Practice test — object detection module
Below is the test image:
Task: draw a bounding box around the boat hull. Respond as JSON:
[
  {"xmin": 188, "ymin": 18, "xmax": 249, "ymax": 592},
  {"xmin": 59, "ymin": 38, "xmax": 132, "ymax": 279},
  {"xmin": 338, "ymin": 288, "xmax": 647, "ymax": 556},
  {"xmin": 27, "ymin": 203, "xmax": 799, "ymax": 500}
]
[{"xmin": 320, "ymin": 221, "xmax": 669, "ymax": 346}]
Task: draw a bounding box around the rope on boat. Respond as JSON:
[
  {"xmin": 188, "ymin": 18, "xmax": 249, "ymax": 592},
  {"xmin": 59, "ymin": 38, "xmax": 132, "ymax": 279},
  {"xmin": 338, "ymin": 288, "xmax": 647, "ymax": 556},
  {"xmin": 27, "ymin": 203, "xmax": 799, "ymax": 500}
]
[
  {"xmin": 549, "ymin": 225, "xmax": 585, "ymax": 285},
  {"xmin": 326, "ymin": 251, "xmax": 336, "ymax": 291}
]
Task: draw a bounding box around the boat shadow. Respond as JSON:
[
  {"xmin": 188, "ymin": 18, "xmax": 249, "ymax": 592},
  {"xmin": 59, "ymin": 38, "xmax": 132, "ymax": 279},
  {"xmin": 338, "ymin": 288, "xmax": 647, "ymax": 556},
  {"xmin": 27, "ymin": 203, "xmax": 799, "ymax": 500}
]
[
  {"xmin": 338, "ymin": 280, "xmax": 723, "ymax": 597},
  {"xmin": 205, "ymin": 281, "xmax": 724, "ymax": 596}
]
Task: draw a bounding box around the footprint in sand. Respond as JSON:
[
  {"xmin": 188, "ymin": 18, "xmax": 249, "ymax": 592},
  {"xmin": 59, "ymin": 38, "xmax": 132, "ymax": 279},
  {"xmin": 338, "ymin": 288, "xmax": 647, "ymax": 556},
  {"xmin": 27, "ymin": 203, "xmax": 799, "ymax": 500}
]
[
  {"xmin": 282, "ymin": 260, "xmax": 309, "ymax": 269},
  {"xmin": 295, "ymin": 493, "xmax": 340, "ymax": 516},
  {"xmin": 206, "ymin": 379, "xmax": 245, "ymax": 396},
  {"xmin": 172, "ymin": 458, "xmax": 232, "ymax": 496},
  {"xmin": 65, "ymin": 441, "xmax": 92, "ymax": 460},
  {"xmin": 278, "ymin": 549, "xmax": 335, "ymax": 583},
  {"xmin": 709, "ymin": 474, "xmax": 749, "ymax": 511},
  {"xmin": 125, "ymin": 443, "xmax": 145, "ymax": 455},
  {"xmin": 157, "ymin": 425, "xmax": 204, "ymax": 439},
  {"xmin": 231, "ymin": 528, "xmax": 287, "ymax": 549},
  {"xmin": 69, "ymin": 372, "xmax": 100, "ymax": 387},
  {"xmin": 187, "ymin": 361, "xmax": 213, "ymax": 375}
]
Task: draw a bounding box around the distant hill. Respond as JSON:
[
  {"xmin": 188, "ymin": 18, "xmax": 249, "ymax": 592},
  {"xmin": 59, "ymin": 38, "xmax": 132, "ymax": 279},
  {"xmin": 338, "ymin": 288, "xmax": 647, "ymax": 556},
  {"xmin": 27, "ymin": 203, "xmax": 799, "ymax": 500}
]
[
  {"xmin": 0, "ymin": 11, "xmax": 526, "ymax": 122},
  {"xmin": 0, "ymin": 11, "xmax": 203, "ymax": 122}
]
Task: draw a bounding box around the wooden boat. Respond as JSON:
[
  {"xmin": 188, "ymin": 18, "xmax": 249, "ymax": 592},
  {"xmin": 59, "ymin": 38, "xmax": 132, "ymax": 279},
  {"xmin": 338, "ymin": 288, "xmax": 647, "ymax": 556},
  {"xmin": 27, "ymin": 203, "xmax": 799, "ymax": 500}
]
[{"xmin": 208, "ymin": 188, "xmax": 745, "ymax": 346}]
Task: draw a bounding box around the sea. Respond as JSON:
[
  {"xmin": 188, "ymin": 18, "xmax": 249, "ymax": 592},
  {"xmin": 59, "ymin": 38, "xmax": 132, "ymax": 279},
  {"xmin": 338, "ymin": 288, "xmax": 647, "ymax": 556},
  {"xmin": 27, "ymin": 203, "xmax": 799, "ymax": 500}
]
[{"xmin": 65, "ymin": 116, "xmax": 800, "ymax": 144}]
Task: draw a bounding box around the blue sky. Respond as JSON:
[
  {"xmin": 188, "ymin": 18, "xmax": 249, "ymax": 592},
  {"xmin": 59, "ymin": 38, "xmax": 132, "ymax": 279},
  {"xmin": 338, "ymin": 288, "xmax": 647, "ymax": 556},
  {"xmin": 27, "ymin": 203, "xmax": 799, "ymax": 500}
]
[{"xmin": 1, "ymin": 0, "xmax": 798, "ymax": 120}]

### Task objective
Word for word, extract all the records.

### Response
Practice test — object detection module
Below is the test image:
Task: draw a bounding box around the boat hull. Respond as JSON:
[
  {"xmin": 188, "ymin": 18, "xmax": 249, "ymax": 592},
  {"xmin": 59, "ymin": 38, "xmax": 132, "ymax": 279},
  {"xmin": 338, "ymin": 288, "xmax": 647, "ymax": 556},
  {"xmin": 27, "ymin": 203, "xmax": 799, "ymax": 500}
]
[{"xmin": 320, "ymin": 221, "xmax": 669, "ymax": 346}]
Task: draw a bounding box around the rope on boat. Respond as JSON:
[
  {"xmin": 188, "ymin": 18, "xmax": 249, "ymax": 592},
  {"xmin": 59, "ymin": 38, "xmax": 132, "ymax": 279},
  {"xmin": 338, "ymin": 288, "xmax": 647, "ymax": 556},
  {"xmin": 27, "ymin": 203, "xmax": 799, "ymax": 500}
]
[
  {"xmin": 549, "ymin": 225, "xmax": 585, "ymax": 285},
  {"xmin": 326, "ymin": 251, "xmax": 336, "ymax": 291}
]
Task: draw a bounding box around the boat shadow. Respond as JSON:
[
  {"xmin": 188, "ymin": 18, "xmax": 249, "ymax": 592},
  {"xmin": 59, "ymin": 38, "xmax": 132, "ymax": 279},
  {"xmin": 338, "ymin": 288, "xmax": 647, "ymax": 556},
  {"xmin": 27, "ymin": 203, "xmax": 799, "ymax": 500}
]
[
  {"xmin": 338, "ymin": 280, "xmax": 723, "ymax": 597},
  {"xmin": 205, "ymin": 281, "xmax": 724, "ymax": 596}
]
Task: draw a bounding box around the footprint in sand. Respond as JSON:
[
  {"xmin": 188, "ymin": 18, "xmax": 249, "ymax": 592},
  {"xmin": 59, "ymin": 38, "xmax": 132, "ymax": 279},
  {"xmin": 338, "ymin": 288, "xmax": 647, "ymax": 556},
  {"xmin": 27, "ymin": 203, "xmax": 799, "ymax": 500}
]
[
  {"xmin": 282, "ymin": 260, "xmax": 309, "ymax": 269},
  {"xmin": 295, "ymin": 493, "xmax": 340, "ymax": 516},
  {"xmin": 206, "ymin": 379, "xmax": 245, "ymax": 396},
  {"xmin": 172, "ymin": 458, "xmax": 232, "ymax": 496},
  {"xmin": 65, "ymin": 441, "xmax": 92, "ymax": 460},
  {"xmin": 278, "ymin": 549, "xmax": 335, "ymax": 583},
  {"xmin": 709, "ymin": 474, "xmax": 749, "ymax": 511},
  {"xmin": 125, "ymin": 443, "xmax": 145, "ymax": 455},
  {"xmin": 157, "ymin": 425, "xmax": 204, "ymax": 439},
  {"xmin": 231, "ymin": 528, "xmax": 287, "ymax": 549},
  {"xmin": 69, "ymin": 372, "xmax": 100, "ymax": 387},
  {"xmin": 187, "ymin": 361, "xmax": 213, "ymax": 375}
]
Task: draw a bounding box around the distant hill. Respond as JSON:
[
  {"xmin": 188, "ymin": 18, "xmax": 249, "ymax": 592},
  {"xmin": 59, "ymin": 38, "xmax": 132, "ymax": 279},
  {"xmin": 338, "ymin": 288, "xmax": 647, "ymax": 556},
  {"xmin": 27, "ymin": 203, "xmax": 799, "ymax": 500}
]
[
  {"xmin": 0, "ymin": 11, "xmax": 526, "ymax": 122},
  {"xmin": 0, "ymin": 11, "xmax": 203, "ymax": 122}
]
Task: draw a bounding box around the wooden boat. Respond as JSON:
[
  {"xmin": 188, "ymin": 18, "xmax": 249, "ymax": 592},
  {"xmin": 59, "ymin": 38, "xmax": 132, "ymax": 279},
  {"xmin": 338, "ymin": 288, "xmax": 647, "ymax": 556},
  {"xmin": 27, "ymin": 203, "xmax": 799, "ymax": 500}
]
[{"xmin": 208, "ymin": 188, "xmax": 745, "ymax": 346}]
Task: draw a bounding box around the sea. Respond as JSON:
[
  {"xmin": 188, "ymin": 18, "xmax": 249, "ymax": 592},
  {"xmin": 59, "ymin": 38, "xmax": 132, "ymax": 279},
  {"xmin": 338, "ymin": 288, "xmax": 647, "ymax": 556},
  {"xmin": 27, "ymin": 203, "xmax": 799, "ymax": 500}
]
[{"xmin": 65, "ymin": 116, "xmax": 800, "ymax": 144}]
Task: draw a bounding box around the blue sky. Respond as JSON:
[
  {"xmin": 188, "ymin": 18, "xmax": 249, "ymax": 592},
  {"xmin": 59, "ymin": 38, "xmax": 132, "ymax": 279},
  {"xmin": 338, "ymin": 288, "xmax": 647, "ymax": 556},
  {"xmin": 27, "ymin": 203, "xmax": 799, "ymax": 500}
]
[{"xmin": 1, "ymin": 0, "xmax": 798, "ymax": 120}]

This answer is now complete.